# Texto mostrado
29 de junio de 2014

El día que nadie aplaudió a Juan José Millás.

by Santi Pina


Al arrancar la sesión solo aplaude una persona una vez. 

Esa persona se da cuenta, al instante pero demasiado tarde, de que está en una de las Mute Sessions que Fundación Telefónica organiza para llamar nuestra atención sobre lo importante que es el silencio, y lo malo que es el ruido, a la hora de tener ideas.

Es una mala jugada del cerebro en la que una parte, imagino que el neocortex, lleva un par de minutos concienciada de que esta vez, solo esta vez, no habrá que aplaudir cuando el famoso suba al escenario; y otra parte, tal vez el resto, lleva toda una vida preparándose para hacer justo lo contrario.

Así que, sin querer, la mano derecha vuela para encontrase con la izquierda y hacer “plás”, un “plás” mortecino que despierta una sonrisa condescendiente en el resto de la grada y a Juan José Millás le sabe a gloria, a pesar de todo, mientras cruza el escenario para sentarse en un sofá y empezar a leer El País.

# Preguntas del material
• 1. Responde con el texto sobre la sesión con Juan José Millás a estas preguntas:
(a) ¿Cuántas personas aplauden al arrancar la sesión?
(b) ¿Quién organiza las Mute Sessions?
(c) ¿Qué empieza a leer Juan José Millás tras sentarse en el sofá?
• 2. Reproduce el fragmento del texto sobre la sesión con Juan José Millás que comienza con las palabras "Al arrancar la" y termina con "justo lo contrario.".
• 3. Escribe la continuación del texto sobre la sesión con Juan José Millás a partir de donde se interrumpe.

# Información mostrada
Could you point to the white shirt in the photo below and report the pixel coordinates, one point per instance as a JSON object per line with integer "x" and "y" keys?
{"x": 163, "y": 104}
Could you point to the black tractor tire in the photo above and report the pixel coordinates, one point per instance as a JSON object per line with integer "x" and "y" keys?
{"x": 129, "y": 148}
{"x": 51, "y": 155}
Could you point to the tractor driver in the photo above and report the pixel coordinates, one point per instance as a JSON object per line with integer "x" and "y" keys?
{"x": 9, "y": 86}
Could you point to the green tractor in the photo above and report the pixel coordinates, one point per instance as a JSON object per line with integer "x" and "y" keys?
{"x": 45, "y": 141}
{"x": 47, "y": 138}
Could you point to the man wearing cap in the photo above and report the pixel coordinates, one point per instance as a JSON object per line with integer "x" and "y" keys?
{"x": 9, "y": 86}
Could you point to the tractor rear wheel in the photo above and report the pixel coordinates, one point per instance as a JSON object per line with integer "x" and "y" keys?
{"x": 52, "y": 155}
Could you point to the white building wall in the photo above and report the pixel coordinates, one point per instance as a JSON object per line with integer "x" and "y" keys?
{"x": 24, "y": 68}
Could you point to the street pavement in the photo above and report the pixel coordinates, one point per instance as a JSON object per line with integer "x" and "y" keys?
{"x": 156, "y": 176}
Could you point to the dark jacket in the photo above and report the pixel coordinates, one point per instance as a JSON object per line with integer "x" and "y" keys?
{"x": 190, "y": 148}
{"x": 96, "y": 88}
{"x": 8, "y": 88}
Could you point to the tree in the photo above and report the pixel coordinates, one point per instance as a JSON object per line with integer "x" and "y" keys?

# Respuestas
• 1.
(a) Solo una persona, una vez.
(b) Fundación Telefónica.
(c) El País.

• 2.
Al arrancar la sesión solo aplaude una persona una vez. 

Esa persona se da cuenta, al instante pero demasiado tarde, de que está en una de las Mute Sessions que Fundación Telefónica organiza para llamar nuestra atención sobre lo importante que es el silencio, y lo malo que es el ruido, a la hora de tener ideas.

Es una mala jugada del cerebro en la que una parte, imagino que el neocortex, lleva un par de minutos concienciada de que esta vez, solo esta vez, no habrá que aplaudir cuando el famoso suba al escenario; y otra parte, tal vez el resto, lleva toda una vida preparándose para hacer justo lo contrario.

• 3.
Durante unos minutos escenifica cómo es el silencio de su proceso creativo y, con ello, demuestra ante doscientas personas ser un pésimo actor. Por mí bien, porque eso suele ser síntoma de lo que demostró después: que dentro de un mal actor no cabe una mala persona.

Una buena persona es generosa al compartir lo que piensa. En eso fue brillante la relación entre una Fundación que piensa formas diferentes de juntar ideas para mejorar nuestras vidas, y un escritor que piensa que sobrestimamos la importancia del neocortex en esas vidas, ayudando así a empeorarlas.

Todo lo que dijo Millás durante la hora y media siguiente fue entrañable, divertido y verdad. 

Mientras hablaba, decidí que las dos chicas que estaban a mi lado estaban empezando a ganarse la vida escribiendo, seguramente escribiendo publicidad o algo parecido. No es un don saber eso: eran muy jóvenes, eran pobres, iban acompañadas por parejas que se aburrían, asentían cuando el invitado decía dónde se esconden las ideas y, en fin, estaban ahí…

Pensé en lo mucho que aquel hombre me ayudó a escribir cuando yo era igual que ellas –quiero decir joven-. Pensé que aprendí a escribir escuchando a Silvio Rodríguez y leyéndole a él, a García Márquez, las Historias de Cronopios y de Famas de Cortázar, Charles Bukowski, algo de Auster y un buen trozo de la Biblia. Y pensé que todos mis esfuerzos como creativo han consistido, durante más de veinte años, en evitar que esa ensalada se me fuera de las manos.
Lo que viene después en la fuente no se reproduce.